> _Exercise instructions_: From the line containing "vest, I would be grateful." down to the last line of the records below, copy every line exactly. Leave out everything before it.

> _Labeled shape records_:
*****
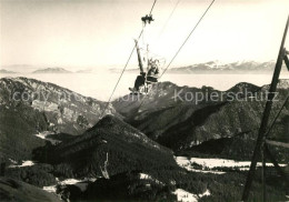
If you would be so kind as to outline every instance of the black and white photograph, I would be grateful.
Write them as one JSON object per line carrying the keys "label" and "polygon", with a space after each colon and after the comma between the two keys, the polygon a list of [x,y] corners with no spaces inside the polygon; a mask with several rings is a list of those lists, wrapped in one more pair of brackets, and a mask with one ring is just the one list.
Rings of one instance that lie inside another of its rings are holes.
{"label": "black and white photograph", "polygon": [[289,201],[288,29],[289,0],[0,0],[0,201]]}

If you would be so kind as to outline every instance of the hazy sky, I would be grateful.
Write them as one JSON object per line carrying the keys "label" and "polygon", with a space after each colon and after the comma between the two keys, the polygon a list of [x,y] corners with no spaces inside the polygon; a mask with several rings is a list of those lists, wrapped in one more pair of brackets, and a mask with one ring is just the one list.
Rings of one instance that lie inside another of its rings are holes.
{"label": "hazy sky", "polygon": [[[157,1],[144,34],[150,50],[168,61],[210,3],[180,0],[163,29],[177,1]],[[0,0],[0,64],[123,67],[152,2]],[[288,13],[289,0],[216,0],[172,65],[276,60]]]}

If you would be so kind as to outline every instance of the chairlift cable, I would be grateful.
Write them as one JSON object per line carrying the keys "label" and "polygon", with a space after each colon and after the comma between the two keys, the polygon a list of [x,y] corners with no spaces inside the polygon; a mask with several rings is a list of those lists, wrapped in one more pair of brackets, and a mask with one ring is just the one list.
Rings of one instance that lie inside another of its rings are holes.
{"label": "chairlift cable", "polygon": [[[151,13],[152,13],[152,10],[153,10],[153,8],[155,8],[156,2],[157,2],[157,0],[153,1],[153,4],[152,4],[152,7],[151,7],[151,9],[150,9],[150,16],[151,16]],[[139,37],[138,37],[138,40],[139,40],[140,37],[142,36],[142,33],[143,33],[143,28],[144,28],[144,27],[146,27],[146,24],[142,27],[142,30],[140,31],[140,34],[139,34]],[[110,103],[110,101],[111,101],[111,98],[112,98],[114,91],[117,90],[117,87],[118,87],[118,84],[119,84],[119,82],[120,82],[120,79],[122,78],[122,75],[123,75],[123,73],[124,73],[124,71],[126,71],[126,69],[127,69],[127,67],[128,67],[128,64],[129,64],[129,61],[130,61],[130,59],[131,59],[131,57],[132,57],[132,54],[133,54],[133,52],[134,52],[134,49],[136,49],[136,44],[133,46],[133,48],[132,48],[132,50],[131,50],[131,53],[130,53],[130,55],[129,55],[129,58],[128,58],[128,60],[127,60],[127,63],[126,63],[124,68],[122,69],[121,73],[120,73],[120,77],[119,77],[119,79],[118,79],[118,81],[117,81],[117,83],[116,83],[116,85],[114,85],[114,88],[113,88],[113,90],[112,90],[111,95],[109,97],[109,100],[108,100],[108,102],[107,102],[107,104],[106,104],[103,111],[101,112],[100,119],[102,119],[102,117],[103,117],[103,114],[104,114],[104,112],[106,112],[106,110],[107,110],[107,108],[108,108],[108,105],[109,105],[109,103]]]}
{"label": "chairlift cable", "polygon": [[[206,16],[206,13],[209,11],[209,9],[211,8],[211,6],[213,4],[216,0],[212,0],[211,3],[208,6],[208,8],[205,10],[205,12],[202,13],[201,18],[198,20],[198,22],[196,23],[196,26],[193,27],[193,29],[190,31],[190,33],[188,34],[188,37],[186,38],[186,40],[182,42],[182,44],[180,46],[180,48],[178,49],[178,51],[176,52],[176,54],[172,57],[172,59],[170,60],[169,64],[166,67],[166,69],[163,70],[163,72],[161,73],[161,75],[159,77],[159,79],[166,73],[166,71],[169,69],[169,67],[171,65],[172,61],[177,58],[177,55],[179,54],[179,52],[181,51],[181,49],[183,48],[183,46],[187,43],[187,41],[189,40],[189,38],[191,37],[191,34],[193,33],[193,31],[198,28],[198,26],[200,24],[200,22],[202,21],[203,17]],[[142,101],[140,102],[139,109],[140,107],[144,103],[144,100],[147,98],[147,95],[150,92],[148,92],[144,98],[142,99]]]}

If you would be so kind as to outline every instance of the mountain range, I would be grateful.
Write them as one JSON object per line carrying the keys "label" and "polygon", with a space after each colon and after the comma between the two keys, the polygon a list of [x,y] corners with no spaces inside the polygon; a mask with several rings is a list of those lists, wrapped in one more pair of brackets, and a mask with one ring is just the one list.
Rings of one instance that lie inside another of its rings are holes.
{"label": "mountain range", "polygon": [[219,61],[209,61],[197,63],[188,67],[172,68],[170,73],[248,73],[248,72],[272,72],[275,61],[256,62],[256,61],[238,61],[223,63]]}
{"label": "mountain range", "polygon": [[[206,165],[193,163],[196,171],[189,171],[177,163],[176,156],[250,160],[268,89],[242,82],[218,91],[160,82],[148,94],[116,99],[101,117],[106,102],[53,83],[2,78],[0,154],[13,181],[0,180],[0,195],[21,196],[21,190],[11,188],[19,188],[17,184],[23,181],[33,185],[29,190],[50,188],[71,201],[177,201],[180,191],[193,193],[190,195],[199,201],[238,201],[246,171],[206,173]],[[289,81],[280,80],[272,114],[279,112],[288,89]],[[196,94],[206,99],[192,97]],[[269,139],[289,141],[288,109],[287,103]],[[288,164],[287,150],[270,150]],[[18,165],[26,160],[34,164]],[[261,189],[259,175],[256,190]],[[286,186],[280,178],[270,178],[270,201],[285,200]],[[69,179],[81,183],[61,183]],[[253,200],[260,199],[257,192]]]}
{"label": "mountain range", "polygon": [[32,73],[72,73],[63,68],[46,68],[33,71]]}

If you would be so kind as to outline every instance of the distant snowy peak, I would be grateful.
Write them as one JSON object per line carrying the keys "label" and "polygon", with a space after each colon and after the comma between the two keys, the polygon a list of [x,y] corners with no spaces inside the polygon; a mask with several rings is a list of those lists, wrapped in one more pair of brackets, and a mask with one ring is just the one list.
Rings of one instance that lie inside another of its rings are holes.
{"label": "distant snowy peak", "polygon": [[14,71],[8,71],[8,70],[4,70],[4,69],[1,69],[1,70],[0,70],[0,73],[17,73],[17,72],[14,72]]}
{"label": "distant snowy peak", "polygon": [[197,63],[187,67],[172,68],[169,70],[172,73],[190,73],[190,72],[211,72],[211,71],[229,71],[229,72],[246,72],[246,71],[272,71],[275,61],[256,62],[250,60],[242,60],[237,62],[223,63],[220,61],[209,61],[205,63]]}
{"label": "distant snowy peak", "polygon": [[71,73],[63,68],[46,68],[33,71],[32,73]]}

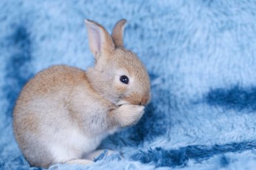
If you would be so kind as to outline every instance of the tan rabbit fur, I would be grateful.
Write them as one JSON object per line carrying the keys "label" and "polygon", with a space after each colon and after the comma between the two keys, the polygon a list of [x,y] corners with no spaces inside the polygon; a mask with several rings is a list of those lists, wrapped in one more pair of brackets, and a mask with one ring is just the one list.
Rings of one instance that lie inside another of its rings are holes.
{"label": "tan rabbit fur", "polygon": [[[125,22],[117,23],[111,36],[99,24],[86,20],[95,66],[86,72],[53,66],[22,89],[13,130],[31,165],[79,163],[108,134],[142,116],[150,100],[150,78],[137,56],[123,47]],[[129,83],[121,81],[122,75]]]}

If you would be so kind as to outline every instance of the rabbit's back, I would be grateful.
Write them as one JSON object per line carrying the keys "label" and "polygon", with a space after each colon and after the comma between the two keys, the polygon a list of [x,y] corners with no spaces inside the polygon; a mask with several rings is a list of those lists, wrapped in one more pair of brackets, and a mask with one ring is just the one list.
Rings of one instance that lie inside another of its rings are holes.
{"label": "rabbit's back", "polygon": [[[32,165],[44,166],[44,163],[47,166],[53,160],[58,161],[58,157],[65,155],[59,151],[69,152],[58,148],[61,144],[75,142],[81,153],[82,146],[88,150],[86,143],[97,144],[95,140],[92,142],[84,136],[73,118],[75,116],[68,108],[71,102],[69,97],[79,86],[90,91],[86,72],[59,65],[40,72],[24,87],[14,109],[13,130],[20,148]],[[67,140],[69,138],[75,141]],[[55,142],[60,144],[53,144]],[[53,158],[51,150],[59,155]]]}

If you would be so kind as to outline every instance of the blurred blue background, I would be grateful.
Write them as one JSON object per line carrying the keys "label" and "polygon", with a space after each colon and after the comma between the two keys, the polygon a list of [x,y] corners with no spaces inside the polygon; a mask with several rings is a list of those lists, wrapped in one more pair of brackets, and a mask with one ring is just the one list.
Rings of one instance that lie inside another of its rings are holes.
{"label": "blurred blue background", "polygon": [[152,102],[100,146],[121,160],[51,168],[255,169],[255,1],[1,0],[0,9],[1,169],[36,169],[12,132],[26,82],[52,65],[92,66],[84,19],[110,32],[125,18],[125,46],[148,70]]}

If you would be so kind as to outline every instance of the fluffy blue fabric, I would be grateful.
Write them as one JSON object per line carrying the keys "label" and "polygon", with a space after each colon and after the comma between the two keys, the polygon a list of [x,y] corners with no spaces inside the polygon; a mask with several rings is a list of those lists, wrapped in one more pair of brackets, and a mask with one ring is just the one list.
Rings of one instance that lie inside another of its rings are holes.
{"label": "fluffy blue fabric", "polygon": [[93,64],[83,19],[110,31],[145,63],[152,99],[139,122],[106,138],[90,166],[51,169],[255,169],[255,1],[0,1],[0,169],[30,167],[12,132],[24,83],[55,64]]}

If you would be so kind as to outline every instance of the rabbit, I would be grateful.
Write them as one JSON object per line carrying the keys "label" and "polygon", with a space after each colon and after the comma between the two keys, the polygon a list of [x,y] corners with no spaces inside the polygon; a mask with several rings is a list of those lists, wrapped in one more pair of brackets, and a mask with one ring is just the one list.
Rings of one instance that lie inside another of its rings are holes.
{"label": "rabbit", "polygon": [[24,87],[13,110],[13,132],[30,165],[90,163],[84,158],[102,139],[136,124],[150,101],[146,67],[123,46],[126,20],[110,35],[86,19],[95,58],[87,71],[55,65],[39,72]]}

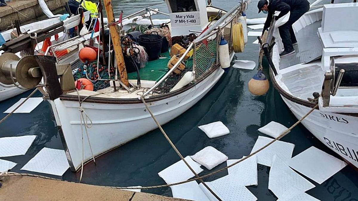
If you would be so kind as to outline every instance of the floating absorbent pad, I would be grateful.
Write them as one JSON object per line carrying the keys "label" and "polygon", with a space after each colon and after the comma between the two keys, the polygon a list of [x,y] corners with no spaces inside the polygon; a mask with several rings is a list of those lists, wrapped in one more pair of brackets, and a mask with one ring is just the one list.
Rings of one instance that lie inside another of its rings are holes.
{"label": "floating absorbent pad", "polygon": [[62,176],[69,167],[65,151],[44,147],[21,170]]}
{"label": "floating absorbent pad", "polygon": [[279,157],[274,156],[268,176],[268,189],[277,197],[287,198],[287,196],[304,192],[314,187],[314,185],[290,168]]}
{"label": "floating absorbent pad", "polygon": [[0,173],[12,169],[16,164],[9,161],[0,159]]}
{"label": "floating absorbent pad", "polygon": [[[251,153],[263,147],[273,139],[268,137],[258,136]],[[272,157],[275,155],[277,155],[284,162],[287,162],[291,159],[294,148],[295,144],[279,140],[275,141],[256,154],[257,157],[257,163],[271,166]]]}
{"label": "floating absorbent pad", "polygon": [[265,25],[263,24],[258,24],[250,25],[248,26],[247,27],[251,29],[263,29],[264,26],[265,26]]}
{"label": "floating absorbent pad", "polygon": [[[141,186],[130,186],[130,187],[141,187]],[[140,192],[141,189],[121,189],[121,190],[125,190],[125,191],[133,191],[134,192]]]}
{"label": "floating absorbent pad", "polygon": [[[200,164],[193,161],[190,156],[187,156],[184,159],[197,173],[203,170],[200,168]],[[158,175],[168,184],[187,181],[195,176],[183,160],[159,172]]]}
{"label": "floating absorbent pad", "polygon": [[[193,181],[170,186],[173,197],[196,201],[210,201],[198,183]],[[204,188],[205,187],[204,187]]]}
{"label": "floating absorbent pad", "polygon": [[320,201],[319,200],[311,196],[305,192],[287,192],[287,195],[285,194],[282,197],[279,198],[276,201]]}
{"label": "floating absorbent pad", "polygon": [[[287,129],[287,128],[284,126],[273,121],[263,127],[259,128],[258,131],[272,137],[276,138]],[[289,131],[287,133],[290,132],[290,131]]]}
{"label": "floating absorbent pad", "polygon": [[[205,183],[220,198],[224,201],[255,201],[257,198],[245,186],[238,184],[237,180],[230,179],[228,176]],[[218,200],[202,183],[199,186],[212,201]]]}
{"label": "floating absorbent pad", "polygon": [[249,31],[247,33],[248,36],[261,36],[262,35],[261,31]]}
{"label": "floating absorbent pad", "polygon": [[232,67],[235,68],[252,70],[256,67],[256,63],[253,61],[235,60],[233,61],[233,62],[235,62],[235,63]]}
{"label": "floating absorbent pad", "polygon": [[198,127],[210,138],[219,137],[230,133],[230,131],[221,122],[216,122]]}
{"label": "floating absorbent pad", "polygon": [[[228,160],[226,163],[229,166],[238,161]],[[236,180],[237,183],[242,186],[257,185],[257,159],[256,156],[229,167],[227,171],[229,174],[227,176]]]}
{"label": "floating absorbent pad", "polygon": [[228,159],[226,155],[211,146],[205,147],[190,157],[208,170],[211,170]]}
{"label": "floating absorbent pad", "polygon": [[314,147],[311,147],[289,161],[290,167],[321,184],[347,163]]}
{"label": "floating absorbent pad", "polygon": [[[10,113],[16,107],[20,105],[21,103],[22,103],[23,101],[25,99],[26,99],[25,98],[20,99],[17,102],[9,108],[9,109],[4,112],[4,113]],[[41,103],[43,100],[44,99],[42,97],[30,98],[18,108],[14,113],[30,113],[40,104],[40,103]]]}
{"label": "floating absorbent pad", "polygon": [[0,157],[24,155],[36,136],[24,136],[0,138]]}

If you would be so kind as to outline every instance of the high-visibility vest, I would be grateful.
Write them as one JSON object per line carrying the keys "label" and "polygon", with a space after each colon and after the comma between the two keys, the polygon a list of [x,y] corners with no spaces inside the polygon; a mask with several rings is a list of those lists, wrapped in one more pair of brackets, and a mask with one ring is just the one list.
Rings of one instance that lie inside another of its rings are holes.
{"label": "high-visibility vest", "polygon": [[[81,0],[76,0],[77,2],[79,3]],[[94,18],[96,17],[98,13],[98,10],[97,9],[97,4],[89,1],[83,0],[81,4],[82,8],[91,12],[91,16]]]}

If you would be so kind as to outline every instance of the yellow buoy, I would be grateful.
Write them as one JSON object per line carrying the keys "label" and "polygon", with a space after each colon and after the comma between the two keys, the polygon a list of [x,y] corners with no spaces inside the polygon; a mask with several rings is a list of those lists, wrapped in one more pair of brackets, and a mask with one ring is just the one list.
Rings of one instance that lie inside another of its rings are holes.
{"label": "yellow buoy", "polygon": [[234,52],[236,53],[242,52],[244,51],[245,43],[241,23],[237,23],[233,24],[231,31]]}
{"label": "yellow buoy", "polygon": [[270,83],[262,71],[259,70],[249,81],[247,86],[251,93],[256,95],[261,95],[267,93]]}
*****
> _Solution to this task_:
If you would be so kind as to outline every instance of the high-visibility vest, I would be grateful.
Write them as one JSON object per line carrying the keys "label" and "polygon", with a space after each colon and after the comma between the two keys, the polygon a list of [x,y] corners with no spaces inside the polygon; a mask with several rings is a list of those lists, wrapped in one more pair of brackets, and a mask with one ring is just the one list.
Rings of one instance that lie inside another of its rings are holes.
{"label": "high-visibility vest", "polygon": [[[81,0],[76,0],[77,2],[79,3]],[[94,18],[96,17],[98,13],[98,10],[97,9],[97,4],[89,1],[83,0],[81,4],[82,8],[91,12],[91,16]]]}

If you would be so kind as to outline every instance of the yellow buoy, I would be grateful.
Write them as one JSON object per line carrying the keys "label" and "polygon", with a space after each colon and after the comma between the two keys, the polygon a list of [x,y] corners with no spaces inside the polygon; a mask with several rings is a list of those lists, wrapped in one more pair of brackets, and a mask with one ring is just the one list.
Rings of one instance that lie inside another of its rings are holes.
{"label": "yellow buoy", "polygon": [[234,52],[236,53],[242,52],[244,51],[245,43],[241,23],[237,23],[233,24],[231,31]]}
{"label": "yellow buoy", "polygon": [[270,83],[262,71],[259,70],[249,81],[247,86],[251,93],[256,95],[261,95],[267,93]]}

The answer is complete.